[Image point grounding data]
---
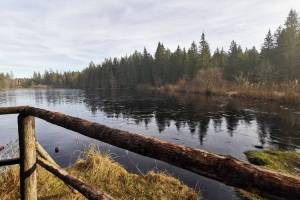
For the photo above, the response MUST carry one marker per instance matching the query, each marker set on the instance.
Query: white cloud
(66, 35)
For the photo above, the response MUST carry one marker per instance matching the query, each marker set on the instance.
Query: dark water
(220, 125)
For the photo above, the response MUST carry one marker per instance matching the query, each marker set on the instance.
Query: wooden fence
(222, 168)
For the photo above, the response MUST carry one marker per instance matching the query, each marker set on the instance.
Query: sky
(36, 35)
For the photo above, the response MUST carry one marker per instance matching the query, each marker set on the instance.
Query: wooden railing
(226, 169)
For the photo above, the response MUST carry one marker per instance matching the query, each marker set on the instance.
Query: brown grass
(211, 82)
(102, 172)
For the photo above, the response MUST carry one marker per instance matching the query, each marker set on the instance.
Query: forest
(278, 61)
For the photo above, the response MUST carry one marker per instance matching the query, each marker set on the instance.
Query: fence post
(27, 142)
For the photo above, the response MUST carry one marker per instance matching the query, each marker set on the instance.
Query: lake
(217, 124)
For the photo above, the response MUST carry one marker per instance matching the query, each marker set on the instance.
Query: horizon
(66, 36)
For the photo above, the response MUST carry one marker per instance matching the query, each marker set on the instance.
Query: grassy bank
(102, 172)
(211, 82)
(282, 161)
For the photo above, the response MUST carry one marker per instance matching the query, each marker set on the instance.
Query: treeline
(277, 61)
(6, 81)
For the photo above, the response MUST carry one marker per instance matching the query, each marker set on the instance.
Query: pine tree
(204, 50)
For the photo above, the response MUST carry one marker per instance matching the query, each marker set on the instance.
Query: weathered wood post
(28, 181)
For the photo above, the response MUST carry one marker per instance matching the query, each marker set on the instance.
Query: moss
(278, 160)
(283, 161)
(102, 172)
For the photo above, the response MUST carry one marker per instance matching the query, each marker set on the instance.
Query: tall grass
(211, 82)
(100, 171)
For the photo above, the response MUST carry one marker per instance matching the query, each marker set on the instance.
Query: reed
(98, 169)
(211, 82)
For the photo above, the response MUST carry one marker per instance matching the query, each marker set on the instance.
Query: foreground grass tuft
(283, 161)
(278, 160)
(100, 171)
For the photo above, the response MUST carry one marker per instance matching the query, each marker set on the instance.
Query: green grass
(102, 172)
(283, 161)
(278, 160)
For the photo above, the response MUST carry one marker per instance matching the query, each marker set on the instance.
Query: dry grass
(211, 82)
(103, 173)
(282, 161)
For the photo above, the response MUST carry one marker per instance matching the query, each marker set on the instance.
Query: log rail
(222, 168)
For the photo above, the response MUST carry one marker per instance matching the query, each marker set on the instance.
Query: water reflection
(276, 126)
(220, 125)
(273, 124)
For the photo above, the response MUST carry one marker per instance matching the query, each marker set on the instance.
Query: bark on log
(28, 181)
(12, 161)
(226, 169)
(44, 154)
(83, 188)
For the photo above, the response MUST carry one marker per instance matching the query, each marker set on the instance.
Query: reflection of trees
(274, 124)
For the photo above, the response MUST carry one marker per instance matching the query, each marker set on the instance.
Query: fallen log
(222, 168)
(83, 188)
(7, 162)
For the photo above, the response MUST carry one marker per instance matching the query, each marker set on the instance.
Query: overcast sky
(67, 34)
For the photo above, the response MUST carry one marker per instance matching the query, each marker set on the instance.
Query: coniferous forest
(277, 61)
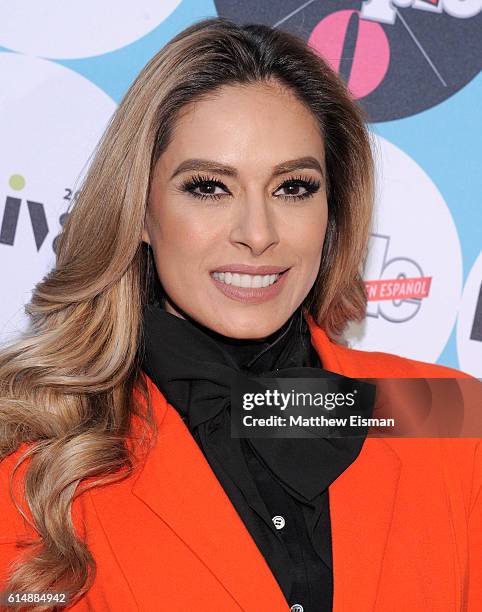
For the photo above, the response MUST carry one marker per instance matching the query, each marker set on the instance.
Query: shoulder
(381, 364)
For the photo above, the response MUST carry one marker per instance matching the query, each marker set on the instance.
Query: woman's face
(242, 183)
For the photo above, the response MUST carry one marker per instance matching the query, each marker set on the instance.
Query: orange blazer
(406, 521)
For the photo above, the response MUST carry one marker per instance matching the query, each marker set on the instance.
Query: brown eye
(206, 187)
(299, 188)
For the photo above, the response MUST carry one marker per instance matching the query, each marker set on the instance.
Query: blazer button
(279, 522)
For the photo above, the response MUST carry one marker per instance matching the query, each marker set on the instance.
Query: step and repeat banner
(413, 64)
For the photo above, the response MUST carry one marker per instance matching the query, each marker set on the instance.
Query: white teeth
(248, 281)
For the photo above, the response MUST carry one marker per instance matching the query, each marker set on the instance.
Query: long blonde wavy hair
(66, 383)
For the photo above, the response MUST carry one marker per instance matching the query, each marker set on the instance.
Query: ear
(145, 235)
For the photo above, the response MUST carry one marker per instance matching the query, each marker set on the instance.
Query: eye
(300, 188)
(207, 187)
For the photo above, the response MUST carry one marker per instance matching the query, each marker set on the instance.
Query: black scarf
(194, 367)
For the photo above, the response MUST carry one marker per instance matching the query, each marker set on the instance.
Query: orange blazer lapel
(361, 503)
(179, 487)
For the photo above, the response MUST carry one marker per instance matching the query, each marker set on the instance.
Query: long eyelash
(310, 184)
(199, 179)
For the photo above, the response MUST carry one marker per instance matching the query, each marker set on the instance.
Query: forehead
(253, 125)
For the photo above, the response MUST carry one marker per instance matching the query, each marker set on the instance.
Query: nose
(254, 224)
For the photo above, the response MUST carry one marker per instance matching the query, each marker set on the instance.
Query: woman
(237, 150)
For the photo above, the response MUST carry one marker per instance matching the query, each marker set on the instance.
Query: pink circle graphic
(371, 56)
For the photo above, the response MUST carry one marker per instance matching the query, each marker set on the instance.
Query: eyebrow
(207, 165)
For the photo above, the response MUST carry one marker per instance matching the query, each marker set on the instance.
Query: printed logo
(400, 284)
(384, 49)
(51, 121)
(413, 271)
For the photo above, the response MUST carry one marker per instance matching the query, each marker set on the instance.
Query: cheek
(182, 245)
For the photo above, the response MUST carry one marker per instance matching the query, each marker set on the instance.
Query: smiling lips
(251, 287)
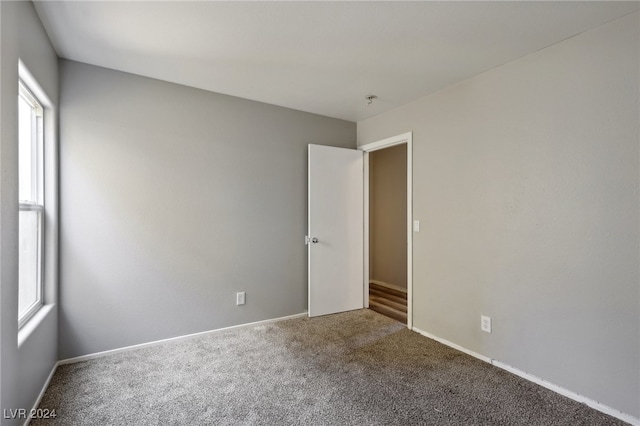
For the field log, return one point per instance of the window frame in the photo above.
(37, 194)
---
### The problem
All entries above should be printed exactly, though without their pictures.

### Completed exercise
For the photo above, the response MUST carry one marker per instance matching the query, each marker set on the instance.
Query: white cloud
(66, 35)
For the photo above, the response MUST carry one marker per instance matching the query, each marker set on the instance.
Query: dark water
(220, 125)
For the photo above, the response MUST carry one marker per instance matching the query, each marker set on the instance.
Query: wooden fence
(222, 168)
For the photo above, the response MUST carry one marker per instance matching the query, each marker set on the instance.
Query: sky
(36, 35)
For the photo above, the response MUST carry one marker per instance matching the query, each marker set on the instance.
Query: wooden railing
(226, 169)
For the photo above, the response MUST carry one marker per instance matching the query, each marker set on the instance.
Query: brown grass
(211, 82)
(102, 172)
For the photo above, the response MUST carry one marker per instance matching the query, each marker set on the instance.
Query: forest
(278, 61)
For the photo above, the response MUST carry one marker per instance matching the query, each marker set on the instance.
Query: fence post
(27, 142)
For the photo above, the response MUST carry one marker per instance matching the query, each marker set on the instance.
Query: lake
(217, 124)
For the photo above, the response MUST carry one marker per instance matching the query, each marker set on the instance.
Query: horizon
(66, 36)
For the photo above, the response MUST carry one marker per instance matching the query, each marker set on the instance.
Query: grassy bank
(102, 172)
(211, 82)
(282, 161)
For the photo above, the response MUST carry one marker per instance matching the query, each marker set on the instance.
Query: treeline
(277, 61)
(6, 81)
For the photo above, the response MUST carry one marker per instance matching the query, each marker set on the instance.
Query: pine tree
(204, 50)
For the photo above, the response MUST carry one marker per instance matching the query, each marker set on the instance.
Query: weathered wood post
(28, 181)
For the photo above, the response MUST carry one marker per instance matching the query, each marker set on the instance.
Query: moss
(278, 160)
(283, 161)
(102, 172)
For the photo above, the response MUST carry one marker per instance matching the query, each marker set on the instance.
Query: tall grass
(211, 82)
(100, 171)
For the photo above, the response MUST carry one marker per instance matching the query, each marker set on the instance.
Query: reed
(98, 169)
(211, 82)
For the photo above, the response MUST carry one marker per instance matching the query, each marker set on the instance.
Query: foreground grass tuft
(283, 161)
(278, 160)
(100, 171)
For the photo above, the response MUST carry one marker per instance matching the query, each marker set on the instance.
Query: green grass
(102, 172)
(283, 161)
(278, 160)
For the photo above, the response MUST carry one marker per instance matching the query, each marker set on the instance.
Query: dry grass
(211, 82)
(103, 173)
(282, 161)
For the photo above, the response MUST carry one marker per instance matching the query, each marker set on the instance.
Query: log rail
(222, 168)
For the photo above, the response MUST carry one marker per instance matching the query, each marker set on the instance.
Query: water reflection
(276, 126)
(220, 125)
(273, 124)
For the photo above, the response MUST carry one marker per instance matching the query, each marker set on the instance.
Query: bark on log
(28, 181)
(12, 161)
(226, 169)
(44, 154)
(83, 188)
For the photo above, the response MUST carry one marker per instance matching the query, each marker set on the instance.
Query: reflection of trees
(274, 124)
For the photo above, the response MUST carry one marker per instance matching the query, each marker set on the instance.
Query: fallen log
(222, 168)
(83, 188)
(7, 162)
For the photo above, the response MUST carry one marker per instance matching the query, each marker set on the instance.
Query: overcast sky
(67, 34)
For the photo above, the response MUST carry one marker per instance matching the query, each marker set on the instance.
Query: coniferous forest
(277, 61)
For the photo above, the response MUST carry one marker per instance matching the query, each marker set on the instance.
Query: shoulder
(381, 364)
For the photo above, the response MUST carry one marker per instance matching the query, each marker set on the instance.
Query: woman's face
(242, 183)
For the photo above, the response MUST carry one marker per instance matching the query, each marker set on the instance.
Query: orange blazer
(406, 521)
For the photo above, the response MUST carry one marker per instance matching the query, each marker set on the instance.
Query: brown eye
(206, 187)
(299, 188)
For the photo above, the response MUST carry one marker per instance matching the query, each marker set on the instance.
Query: blazer button
(279, 522)
For the photo above, the response MUST carry one marker per instance matching the query, each marker set on the instance.
Query: step and repeat banner
(413, 64)
For the photo above, the response MUST carry one marker per instance matching the query, each marker set on the instance.
Query: white teeth
(248, 281)
For the photo above, the response MUST carry one marker per instance matching the query, each marker set on the instance.
Query: long blonde wavy hair
(66, 383)
For the photo above, the response MUST carry one marker per instance matching the query, each marker set on the instance.
Query: ear
(145, 235)
For the photo above, the response MUST carry one marker per instance matching the query, each marker set on the instance.
Query: eye
(300, 188)
(207, 187)
For the photo above, the response MUST carry one marker per instance matching the query, each marker set on the instance.
Query: black scarf
(194, 367)
For the photo above, the response MUST carry one marker per instance matching the query, each marker set on the instance.
Query: orange blazer lapel
(361, 503)
(179, 487)
For the photo above, the response MUST carry one marker per instance matching the query, each marker set on the instance.
Query: long eyelash
(310, 184)
(199, 179)
For the photo above, the response MUST carry one marker per instance matching the query, each marker set on the instance.
Query: forehead
(253, 125)
For the photo above, the response MUST carry one marker per instance matching the query, each marker set on the instance.
Query: nose
(254, 224)
For the photo above, the response MUST carry one marker per instance matching the query, each marker set on the instance.
Query: woman
(237, 150)
For the photo above, the response MUST carry one marker per instance matching the query, each marker set on the instance.
Query: pink circle graphic
(371, 56)
For the photo above, the response MUST carry one marker per instance matching the query, each marker set on the instance.
Query: eyebrow
(207, 165)
For the photo above, the response MUST carry one marker per instance matching the query, each marker set on the instance.
Query: printed logo
(400, 284)
(384, 49)
(51, 121)
(413, 271)
For the photo above, the response MUST carry one marker per instance matching the query, each marker set on the instance.
Query: cheek
(182, 245)
For the photo above, the response MUST carry one marker per instance matching the query, each marker set on the instance.
Query: smiling lips
(251, 287)
For the field log, return one point per instance of the window frame in the photo above.
(37, 194)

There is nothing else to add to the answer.